Written instruction ::
Starting at the first line of the items below, copy them out word for word and stop after the line that contains "x=285, y=177". Leave the picture out of your copy.

Record extracts ::
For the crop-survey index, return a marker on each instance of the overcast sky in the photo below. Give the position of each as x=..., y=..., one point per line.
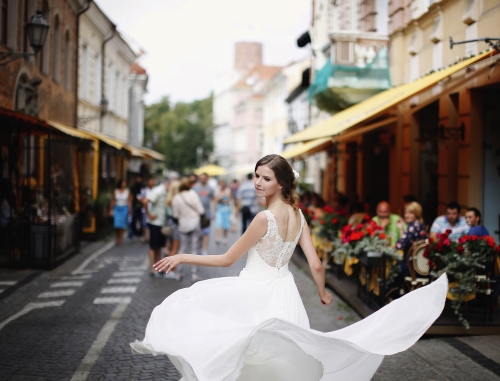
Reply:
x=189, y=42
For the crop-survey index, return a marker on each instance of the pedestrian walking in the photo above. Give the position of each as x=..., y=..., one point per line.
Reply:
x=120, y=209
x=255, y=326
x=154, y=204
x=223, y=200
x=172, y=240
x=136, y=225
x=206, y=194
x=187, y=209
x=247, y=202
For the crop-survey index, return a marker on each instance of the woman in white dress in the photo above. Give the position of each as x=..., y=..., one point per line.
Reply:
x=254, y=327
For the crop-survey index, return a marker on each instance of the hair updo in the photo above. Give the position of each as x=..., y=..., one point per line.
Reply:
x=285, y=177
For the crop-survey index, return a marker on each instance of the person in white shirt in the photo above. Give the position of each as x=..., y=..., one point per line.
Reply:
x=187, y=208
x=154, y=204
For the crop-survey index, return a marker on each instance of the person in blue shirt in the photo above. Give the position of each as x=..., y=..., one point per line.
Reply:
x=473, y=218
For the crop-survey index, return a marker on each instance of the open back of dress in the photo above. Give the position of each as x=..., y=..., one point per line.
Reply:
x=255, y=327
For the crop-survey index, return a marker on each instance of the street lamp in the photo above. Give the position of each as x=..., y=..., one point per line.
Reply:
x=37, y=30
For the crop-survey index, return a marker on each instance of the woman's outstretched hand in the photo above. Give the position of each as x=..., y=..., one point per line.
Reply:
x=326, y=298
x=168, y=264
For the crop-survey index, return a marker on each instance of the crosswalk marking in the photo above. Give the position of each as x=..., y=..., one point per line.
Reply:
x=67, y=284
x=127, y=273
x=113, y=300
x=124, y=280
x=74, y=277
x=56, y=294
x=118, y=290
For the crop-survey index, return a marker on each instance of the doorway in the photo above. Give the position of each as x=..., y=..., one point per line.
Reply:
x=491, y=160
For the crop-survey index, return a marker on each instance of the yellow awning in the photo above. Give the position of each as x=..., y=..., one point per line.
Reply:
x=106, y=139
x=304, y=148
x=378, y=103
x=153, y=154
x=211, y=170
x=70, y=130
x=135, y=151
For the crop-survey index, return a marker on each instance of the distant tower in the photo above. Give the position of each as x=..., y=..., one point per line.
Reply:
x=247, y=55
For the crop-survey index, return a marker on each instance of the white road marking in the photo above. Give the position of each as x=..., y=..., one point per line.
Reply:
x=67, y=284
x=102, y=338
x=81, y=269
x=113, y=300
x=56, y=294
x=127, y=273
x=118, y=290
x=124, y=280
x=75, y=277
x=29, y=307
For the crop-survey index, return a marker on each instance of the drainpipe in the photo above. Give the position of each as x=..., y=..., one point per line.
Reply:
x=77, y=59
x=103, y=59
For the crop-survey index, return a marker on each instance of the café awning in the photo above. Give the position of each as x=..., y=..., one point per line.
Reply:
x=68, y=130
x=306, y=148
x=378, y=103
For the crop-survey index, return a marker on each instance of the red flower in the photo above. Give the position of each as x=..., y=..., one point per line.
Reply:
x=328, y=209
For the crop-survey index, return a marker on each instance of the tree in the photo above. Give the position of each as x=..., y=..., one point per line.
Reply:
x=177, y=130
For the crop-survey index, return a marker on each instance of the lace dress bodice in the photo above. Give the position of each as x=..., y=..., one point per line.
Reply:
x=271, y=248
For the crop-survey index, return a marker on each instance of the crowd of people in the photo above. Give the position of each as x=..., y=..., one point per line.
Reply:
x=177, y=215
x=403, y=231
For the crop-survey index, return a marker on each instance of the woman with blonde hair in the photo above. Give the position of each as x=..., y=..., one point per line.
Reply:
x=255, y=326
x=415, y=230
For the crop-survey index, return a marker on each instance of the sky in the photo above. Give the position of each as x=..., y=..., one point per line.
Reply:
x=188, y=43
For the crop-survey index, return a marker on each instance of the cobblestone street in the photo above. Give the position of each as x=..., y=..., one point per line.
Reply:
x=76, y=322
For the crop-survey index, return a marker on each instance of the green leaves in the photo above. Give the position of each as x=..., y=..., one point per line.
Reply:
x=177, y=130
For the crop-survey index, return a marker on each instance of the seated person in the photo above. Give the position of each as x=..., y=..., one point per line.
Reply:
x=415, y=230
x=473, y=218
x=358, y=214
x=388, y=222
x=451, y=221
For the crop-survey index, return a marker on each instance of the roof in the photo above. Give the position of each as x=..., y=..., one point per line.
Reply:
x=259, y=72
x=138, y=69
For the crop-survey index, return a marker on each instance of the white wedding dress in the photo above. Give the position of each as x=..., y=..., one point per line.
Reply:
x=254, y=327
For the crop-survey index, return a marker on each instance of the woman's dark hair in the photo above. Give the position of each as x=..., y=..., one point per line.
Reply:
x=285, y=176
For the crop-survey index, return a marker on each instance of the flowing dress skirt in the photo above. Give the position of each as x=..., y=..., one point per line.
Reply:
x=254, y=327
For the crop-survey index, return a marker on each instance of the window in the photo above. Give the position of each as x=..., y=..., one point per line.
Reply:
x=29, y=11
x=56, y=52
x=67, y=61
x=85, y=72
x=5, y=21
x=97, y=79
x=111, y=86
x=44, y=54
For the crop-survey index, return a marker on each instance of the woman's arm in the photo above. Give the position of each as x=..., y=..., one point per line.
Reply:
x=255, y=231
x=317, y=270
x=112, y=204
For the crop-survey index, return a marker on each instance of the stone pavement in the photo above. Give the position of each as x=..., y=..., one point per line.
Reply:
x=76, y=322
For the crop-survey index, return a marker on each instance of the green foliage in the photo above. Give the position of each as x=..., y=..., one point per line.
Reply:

The response ::
For the crop-survey index, return a marker on each instance of the overcast sky in the photo below. Give the position of each as x=..., y=..., one point per line.
Reply:
x=189, y=42
For the crop-survey index, return a marker on each instance of the pedestrian walking in the photo above. Give the position of each as x=..., y=..., one point per line.
Reply:
x=120, y=209
x=255, y=326
x=154, y=204
x=223, y=200
x=172, y=240
x=136, y=225
x=206, y=194
x=187, y=209
x=247, y=202
For the crop-survey index, return a marker on each instance of the woman in white dress in the photo above. Give the position of each as x=..., y=..., one point per line.
Reply:
x=254, y=327
For the crop-survey index, return a marker on each instance of the hair updo in the photo above. Give the position of each as x=..., y=..., one point per line.
Reply:
x=285, y=177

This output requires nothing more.